# Texte source
Le phénomène de conformité signe une nouvelle façon de faire du droit voire, peut-être, le simple fait de voir de nouveaux acteurs qui, seulement, seulement (!), font du droit autrement ; faire du droit en dirigeant ses analyses et actes contre des entités et des personnes pour les contrôler. Il y a de nouveaux acteurs qui font du droit en contrôlant l'entité qui les emploie et, aussi, toutes les personnes qui ont lien avec elle. A tous ils s'adressent, et ils cherchent à savoir si leurs actes sont conformes au droit.
Le commissaire aux comptes à toujours fait cela... et d'autres... dans les organisations sophistiquées.
Le phénomène de conformité signerait surtout une nouvelle matière, et l'opportunisme (commercial) des éditeurs n'a pas manqué d'offrir un code ou d'autres publications de compliance ou sur la compliance. Dans ce contexte, oser ramener la compliance à la dimension qu'elle avait il y a vingt ans serait presque attentatoire à l'élan du moment, alors que, pourtant, c'est plutôt y chercher sereinement les sources d'une matière. Depuis plus de vingt ans, les services de conformités travaillent. Ils n'avaient pas nécessairement pensé que leur façon de faire du droit avait besoin de devenir une matière.
Cela dit, tout sujet qui grossit, de textes et d'autres considérations, peut devenir une matière. Le "développement personnel" est en passe de devenir une matière qui évincerait la philosophie et la psychologie des étagères des libraires si l'on n'y prenait garde.
Une matière... ce seul mot est un (trop) vaste sujet.
Souvent on désigne abusivement une matière juridique, ainsi du "droit de la vente" ou d'autres ; pour une reconnaissance sérieuse, une matière suppose une délimitation, sachant que la délimitation pédagogique importe (songez à la Cour de cassation qui ose écrire dans quelques arrêts "en droit cambiaire", idée qu'aucun code ne consacre, la loi ignorant même le terme...). La pédagogie peut désigner une matière, plus ou moins utilement, qui n'existe pas au plan scientifique mais qu'il est utile d'enseigner car cela débouche sur un métier.
"Un Droit", une matière juridique, suppose en outre la spécificité des sources, la spécificité de la pratique des raisonnements (interprétations) et, si possible, un domaine qui s'entende, au moins dans ses effets.
Pour avoir été raillé, il y a plus de trente ans, pour avoir dit "droit financier", on sera prudent (il ne faut pas railler et ensuite écrire un livre sur le sujet...). Certains avaient cru que, par "matière" j'entendais un droit autonome, ce que je pense n'avoir jamais écrit ; une matière existe par le cumul de spécificités qui la distinguent sans la rendre autonome (l'autonomie des branches du droit est bien devenue un mythe). Je me réserve donc le droit d'écrire un droit de la compliance (dans trente ans).

# Consignes
(a) Recopiez à l'identique tout ce qui va de « Le phénomène de conformité signe une » jusqu'à « les organisations sophistiquées. » dans le texte sur la conformité.
(b) D'après le texte sur la conformité, depuis combien de temps les services de conformité travaillent-ils ?

# Données fournies

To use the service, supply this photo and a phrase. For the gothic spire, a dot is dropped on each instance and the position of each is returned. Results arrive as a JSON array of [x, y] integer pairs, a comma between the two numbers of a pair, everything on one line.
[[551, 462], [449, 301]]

# Réponses par consigne
(a)
Le phénomène de conformité signe une nouvelle façon de faire du droit voire, peut-être, le simple fait de voir de nouveaux acteurs qui, seulement, seulement (!), font du droit autrement ; faire du droit en dirigeant ses analyses et actes contre des entités et des personnes pour les contrôler. Il y a de nouveaux acteurs qui font du droit en contrôlant l'entité qui les emploie et, aussi, toutes les personnes qui ont lien avec elle. A tous ils s'adressent, et ils cherchent à savoir si leurs actes sont conformes au droit.
Le commissaire aux comptes à toujours fait cela... et d'autres... dans les organisations sophistiquées.

(b) Depuis plus de vingt ans.